Available data Block Start

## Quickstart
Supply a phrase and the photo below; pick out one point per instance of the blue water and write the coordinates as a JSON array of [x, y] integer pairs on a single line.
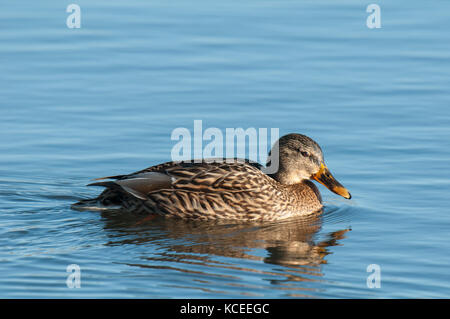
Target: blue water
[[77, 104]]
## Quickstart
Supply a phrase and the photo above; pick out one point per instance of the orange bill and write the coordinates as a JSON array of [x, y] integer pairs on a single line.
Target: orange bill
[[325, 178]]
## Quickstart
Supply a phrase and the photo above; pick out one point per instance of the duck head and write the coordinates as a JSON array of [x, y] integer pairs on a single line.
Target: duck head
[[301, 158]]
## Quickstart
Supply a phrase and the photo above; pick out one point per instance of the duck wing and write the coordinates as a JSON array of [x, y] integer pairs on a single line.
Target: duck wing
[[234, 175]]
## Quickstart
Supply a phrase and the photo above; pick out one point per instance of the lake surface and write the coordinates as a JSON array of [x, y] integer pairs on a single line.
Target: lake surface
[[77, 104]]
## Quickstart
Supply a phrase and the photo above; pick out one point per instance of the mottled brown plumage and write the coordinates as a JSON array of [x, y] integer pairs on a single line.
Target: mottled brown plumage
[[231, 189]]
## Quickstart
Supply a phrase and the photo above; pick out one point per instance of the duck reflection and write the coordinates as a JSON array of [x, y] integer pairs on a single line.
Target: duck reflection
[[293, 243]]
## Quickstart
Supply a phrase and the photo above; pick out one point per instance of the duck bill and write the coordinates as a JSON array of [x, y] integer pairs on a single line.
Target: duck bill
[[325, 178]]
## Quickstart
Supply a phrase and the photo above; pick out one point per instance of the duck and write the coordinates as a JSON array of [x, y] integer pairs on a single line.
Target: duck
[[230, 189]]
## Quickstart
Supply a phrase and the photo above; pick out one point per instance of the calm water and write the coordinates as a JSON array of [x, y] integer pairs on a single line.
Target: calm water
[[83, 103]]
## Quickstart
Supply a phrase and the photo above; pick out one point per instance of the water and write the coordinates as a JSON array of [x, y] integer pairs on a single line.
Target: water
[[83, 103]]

Available data Block End
Available data Block Start

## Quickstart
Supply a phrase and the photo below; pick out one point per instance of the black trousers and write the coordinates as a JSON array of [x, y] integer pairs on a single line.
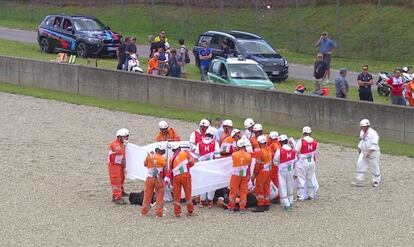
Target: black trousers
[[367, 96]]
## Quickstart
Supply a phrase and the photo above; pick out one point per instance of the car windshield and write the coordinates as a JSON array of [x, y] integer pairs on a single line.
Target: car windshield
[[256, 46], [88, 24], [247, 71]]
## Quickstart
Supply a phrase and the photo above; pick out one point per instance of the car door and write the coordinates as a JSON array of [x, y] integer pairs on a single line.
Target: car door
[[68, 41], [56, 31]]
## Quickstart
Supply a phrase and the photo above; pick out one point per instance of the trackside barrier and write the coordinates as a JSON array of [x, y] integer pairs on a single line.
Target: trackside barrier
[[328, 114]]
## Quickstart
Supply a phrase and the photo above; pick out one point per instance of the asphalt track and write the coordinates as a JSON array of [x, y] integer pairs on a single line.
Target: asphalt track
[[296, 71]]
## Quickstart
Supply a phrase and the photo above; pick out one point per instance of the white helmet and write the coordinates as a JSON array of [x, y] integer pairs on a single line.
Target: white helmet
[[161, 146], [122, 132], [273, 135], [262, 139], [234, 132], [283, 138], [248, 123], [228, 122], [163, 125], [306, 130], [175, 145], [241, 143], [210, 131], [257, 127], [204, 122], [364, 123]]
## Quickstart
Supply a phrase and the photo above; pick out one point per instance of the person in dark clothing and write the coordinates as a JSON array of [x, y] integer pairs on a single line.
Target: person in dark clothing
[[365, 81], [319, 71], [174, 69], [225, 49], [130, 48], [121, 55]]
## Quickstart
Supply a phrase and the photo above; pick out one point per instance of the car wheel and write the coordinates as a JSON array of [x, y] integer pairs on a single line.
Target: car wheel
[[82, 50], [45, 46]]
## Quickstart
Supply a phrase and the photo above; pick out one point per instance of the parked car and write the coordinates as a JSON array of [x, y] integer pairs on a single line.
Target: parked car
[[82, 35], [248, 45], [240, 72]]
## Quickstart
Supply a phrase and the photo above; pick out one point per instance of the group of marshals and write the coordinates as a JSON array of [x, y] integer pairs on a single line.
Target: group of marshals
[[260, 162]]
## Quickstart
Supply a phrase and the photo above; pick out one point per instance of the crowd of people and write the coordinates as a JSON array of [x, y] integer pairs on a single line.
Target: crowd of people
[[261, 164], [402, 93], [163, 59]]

Available data Block End

Report every line of the data above that contains the string "below" by copying it in full.

▶ Solution to this task
Supply a phrase and the photo below; pick out one point per instance of the blue water and write the coordinates as a JSON array of [x, y] integer pairs on a single line.
Supply a phrase and the photo below; pick out one point per instance of the black trousers and write the coordinates as a JSON array of [x, y] integer pairs on a single line.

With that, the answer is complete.